=== EXCERPTED PASSAGE ===

[Start of Attachment]

Ezekiel 24:3. Set on a pot— The pot signifies Jerusalem, the flesh and pieces the citizens, and the fire and water the calamities which they were to suffer. When the subject required secrecy, the apologue was gradually changed by faint and far-fetched allusions into a parable, on set purpose to throw obscurity over the information. We find innumerable instances of this mode of speech in scripture, and this of the pot was one. In this manner was the parable employed both among the Orientals and Greeks; and thus the Jews understood it, as appears by the complaint of this prophet, chap. Eze 20:49 and by the denunciation of our Lord himself, Luk 8:9 and thus that great master of Grecian eloquence, Demetrius Phalereus, explains it. "The word is used, says he, as a covering and disguise to the discourse." Should it be objected, that the image employed by our prophet is low, we should recollect that he was likewise a priest; that he borrowed it from the sacred rites, by no means suspecting that what had a relation to the holy usages of the temple could ever be esteemed disgraceful or low. See Div. Leg. vol. 3: and Bishop Lowth's tenth Prelection.
Ezekiel 24:4. Fill it with the choice bones— And every choice part which cleaveth to the bones. Houbigant. The bones, says Calmet, signify the princes or chief citizens, and the flesh the common people.
Ezekiel 24:6. Whose scum— Whose rust; and so Ezekiel 24:11-12. Schult. and Houbigant. Instead of, Bring it out piece by piece, Houbigant reads, Throw it in piece by piece.

[End of Attachment]

=== SOURCE DATA ===
[Start of Attachment]

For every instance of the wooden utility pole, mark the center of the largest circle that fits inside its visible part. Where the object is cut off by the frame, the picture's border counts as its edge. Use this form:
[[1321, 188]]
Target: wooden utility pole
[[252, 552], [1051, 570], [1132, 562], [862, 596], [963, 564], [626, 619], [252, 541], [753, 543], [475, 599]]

[End of Attachment]

=== COMPLETE THE FOLLOWING ===
(a) In the part of the Ezekiel commentary that opens with the words containing "Ezekiel 24:4. Fill" and closes with "piece by piece.", switch "piece by piece" to "one piece at a time" and write that part out again.
(b) In the Ezekiel commentary, what does Calmet say the bones signify?

=== ANSWERS FOR THE EXERCISE ===
(a)
Ezekiel 24:4. Fill it with the choice bones— And every choice part which cleaveth to the bones. Houbigant. The bones, says Calmet, signify the princes or chief citizens, and the flesh the common people.
Ezekiel 24:6. Whose scum— Whose rust; and so Ezekiel 24:11-12. Schult. and Houbigant. Instead of, Bring it out one piece at a time, Houbigant reads, Throw it in one piece at a time.

(b) The princes or chief citizens.